Dataset entries

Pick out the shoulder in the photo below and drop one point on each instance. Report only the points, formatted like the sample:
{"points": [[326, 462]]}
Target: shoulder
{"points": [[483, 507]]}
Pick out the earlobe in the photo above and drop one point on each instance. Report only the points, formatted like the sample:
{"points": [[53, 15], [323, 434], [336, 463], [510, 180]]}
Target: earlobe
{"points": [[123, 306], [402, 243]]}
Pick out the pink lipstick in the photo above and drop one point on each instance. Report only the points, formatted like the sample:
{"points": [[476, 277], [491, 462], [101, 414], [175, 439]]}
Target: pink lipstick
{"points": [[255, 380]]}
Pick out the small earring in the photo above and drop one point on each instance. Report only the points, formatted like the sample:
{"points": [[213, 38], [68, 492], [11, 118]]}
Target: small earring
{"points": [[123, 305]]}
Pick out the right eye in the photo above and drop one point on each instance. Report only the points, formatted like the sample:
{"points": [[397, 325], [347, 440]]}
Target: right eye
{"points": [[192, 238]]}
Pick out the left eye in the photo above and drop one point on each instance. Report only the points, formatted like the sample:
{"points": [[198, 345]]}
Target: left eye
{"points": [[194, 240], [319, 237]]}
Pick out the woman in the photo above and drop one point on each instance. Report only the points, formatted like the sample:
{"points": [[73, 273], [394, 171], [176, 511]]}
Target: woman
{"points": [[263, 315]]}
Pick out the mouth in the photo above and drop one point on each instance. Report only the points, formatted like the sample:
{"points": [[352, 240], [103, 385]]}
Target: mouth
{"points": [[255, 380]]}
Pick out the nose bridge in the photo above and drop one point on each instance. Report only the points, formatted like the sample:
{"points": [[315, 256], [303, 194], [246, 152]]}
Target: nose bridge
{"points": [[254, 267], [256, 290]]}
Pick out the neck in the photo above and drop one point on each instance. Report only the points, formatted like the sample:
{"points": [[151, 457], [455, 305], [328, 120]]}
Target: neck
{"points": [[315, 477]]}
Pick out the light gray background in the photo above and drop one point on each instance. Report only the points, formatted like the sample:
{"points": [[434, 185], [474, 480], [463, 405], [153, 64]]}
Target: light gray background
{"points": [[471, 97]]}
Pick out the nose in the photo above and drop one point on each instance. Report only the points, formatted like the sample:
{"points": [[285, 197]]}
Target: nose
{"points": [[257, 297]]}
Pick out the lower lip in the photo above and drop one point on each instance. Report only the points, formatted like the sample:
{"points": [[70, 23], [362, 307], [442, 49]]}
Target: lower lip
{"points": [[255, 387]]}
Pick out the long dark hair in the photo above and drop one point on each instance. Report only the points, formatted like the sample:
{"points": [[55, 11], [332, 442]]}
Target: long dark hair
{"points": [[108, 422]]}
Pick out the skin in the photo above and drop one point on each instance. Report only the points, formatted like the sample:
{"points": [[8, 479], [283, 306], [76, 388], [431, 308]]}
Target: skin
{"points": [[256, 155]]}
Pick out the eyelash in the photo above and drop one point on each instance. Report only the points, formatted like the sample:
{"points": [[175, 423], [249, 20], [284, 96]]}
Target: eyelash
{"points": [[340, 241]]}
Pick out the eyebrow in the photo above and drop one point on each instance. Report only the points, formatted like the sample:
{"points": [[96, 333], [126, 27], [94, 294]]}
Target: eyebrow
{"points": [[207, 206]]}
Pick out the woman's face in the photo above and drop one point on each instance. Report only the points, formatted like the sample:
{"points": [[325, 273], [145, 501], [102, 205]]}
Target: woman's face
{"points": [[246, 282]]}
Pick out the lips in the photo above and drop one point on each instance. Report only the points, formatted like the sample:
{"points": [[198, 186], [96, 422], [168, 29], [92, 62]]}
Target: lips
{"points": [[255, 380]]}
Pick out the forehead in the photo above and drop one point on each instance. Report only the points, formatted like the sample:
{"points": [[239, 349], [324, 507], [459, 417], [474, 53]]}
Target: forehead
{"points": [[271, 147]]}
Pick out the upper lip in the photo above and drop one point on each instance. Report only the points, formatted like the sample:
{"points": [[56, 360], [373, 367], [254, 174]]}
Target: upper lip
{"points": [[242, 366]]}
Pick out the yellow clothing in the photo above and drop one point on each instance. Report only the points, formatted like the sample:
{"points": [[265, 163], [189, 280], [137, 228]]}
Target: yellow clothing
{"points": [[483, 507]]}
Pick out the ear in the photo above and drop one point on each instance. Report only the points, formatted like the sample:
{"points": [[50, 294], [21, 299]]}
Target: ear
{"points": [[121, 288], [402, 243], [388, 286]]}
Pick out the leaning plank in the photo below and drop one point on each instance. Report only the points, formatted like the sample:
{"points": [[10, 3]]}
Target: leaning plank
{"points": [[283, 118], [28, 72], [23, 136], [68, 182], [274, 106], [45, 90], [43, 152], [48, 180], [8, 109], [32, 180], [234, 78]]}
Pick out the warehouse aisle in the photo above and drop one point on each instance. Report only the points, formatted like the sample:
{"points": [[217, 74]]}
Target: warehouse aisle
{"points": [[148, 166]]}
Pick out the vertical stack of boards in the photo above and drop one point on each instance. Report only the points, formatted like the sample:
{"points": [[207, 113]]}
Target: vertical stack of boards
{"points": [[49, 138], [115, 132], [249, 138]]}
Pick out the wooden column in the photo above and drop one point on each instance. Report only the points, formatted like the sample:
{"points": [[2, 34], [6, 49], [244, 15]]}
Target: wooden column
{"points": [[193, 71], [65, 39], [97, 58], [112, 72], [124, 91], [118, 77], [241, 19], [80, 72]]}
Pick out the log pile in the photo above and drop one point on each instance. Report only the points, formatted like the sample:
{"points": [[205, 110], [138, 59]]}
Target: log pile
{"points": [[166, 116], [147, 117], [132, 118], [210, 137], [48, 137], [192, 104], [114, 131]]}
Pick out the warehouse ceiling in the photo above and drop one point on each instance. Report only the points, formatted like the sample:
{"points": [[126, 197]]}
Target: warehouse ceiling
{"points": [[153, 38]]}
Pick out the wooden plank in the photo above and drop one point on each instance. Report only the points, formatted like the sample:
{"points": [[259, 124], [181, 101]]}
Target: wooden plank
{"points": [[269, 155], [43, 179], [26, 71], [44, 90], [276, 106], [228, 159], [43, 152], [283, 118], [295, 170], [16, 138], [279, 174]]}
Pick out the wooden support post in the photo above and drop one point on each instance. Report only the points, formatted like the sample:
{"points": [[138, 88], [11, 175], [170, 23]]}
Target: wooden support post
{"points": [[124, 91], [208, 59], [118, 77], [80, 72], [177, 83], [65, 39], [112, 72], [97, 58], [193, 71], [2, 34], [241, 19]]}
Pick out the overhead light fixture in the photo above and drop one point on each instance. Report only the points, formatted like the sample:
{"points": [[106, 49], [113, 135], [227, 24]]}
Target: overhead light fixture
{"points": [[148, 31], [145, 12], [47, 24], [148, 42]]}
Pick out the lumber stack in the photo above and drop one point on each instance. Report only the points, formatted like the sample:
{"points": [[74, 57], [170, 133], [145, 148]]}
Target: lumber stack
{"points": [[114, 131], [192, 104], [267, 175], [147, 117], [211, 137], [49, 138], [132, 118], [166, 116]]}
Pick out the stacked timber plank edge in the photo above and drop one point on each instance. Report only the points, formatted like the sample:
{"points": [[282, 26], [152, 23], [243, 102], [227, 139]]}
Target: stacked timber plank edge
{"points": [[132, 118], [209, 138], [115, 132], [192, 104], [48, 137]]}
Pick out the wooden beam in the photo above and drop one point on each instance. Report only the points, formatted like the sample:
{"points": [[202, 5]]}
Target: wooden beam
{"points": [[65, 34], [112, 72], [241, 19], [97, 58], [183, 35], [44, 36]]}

# What you should do:
When a line among the entries contains "below", pull that line out.

# Task result:
Pick out the shoulder in the photo below and drop one point on each instance. Report only the points, formatted like the sample:
Pick out the leaning plank in the photo below and drop one point on each instance. Report only the points, formatted like the sample:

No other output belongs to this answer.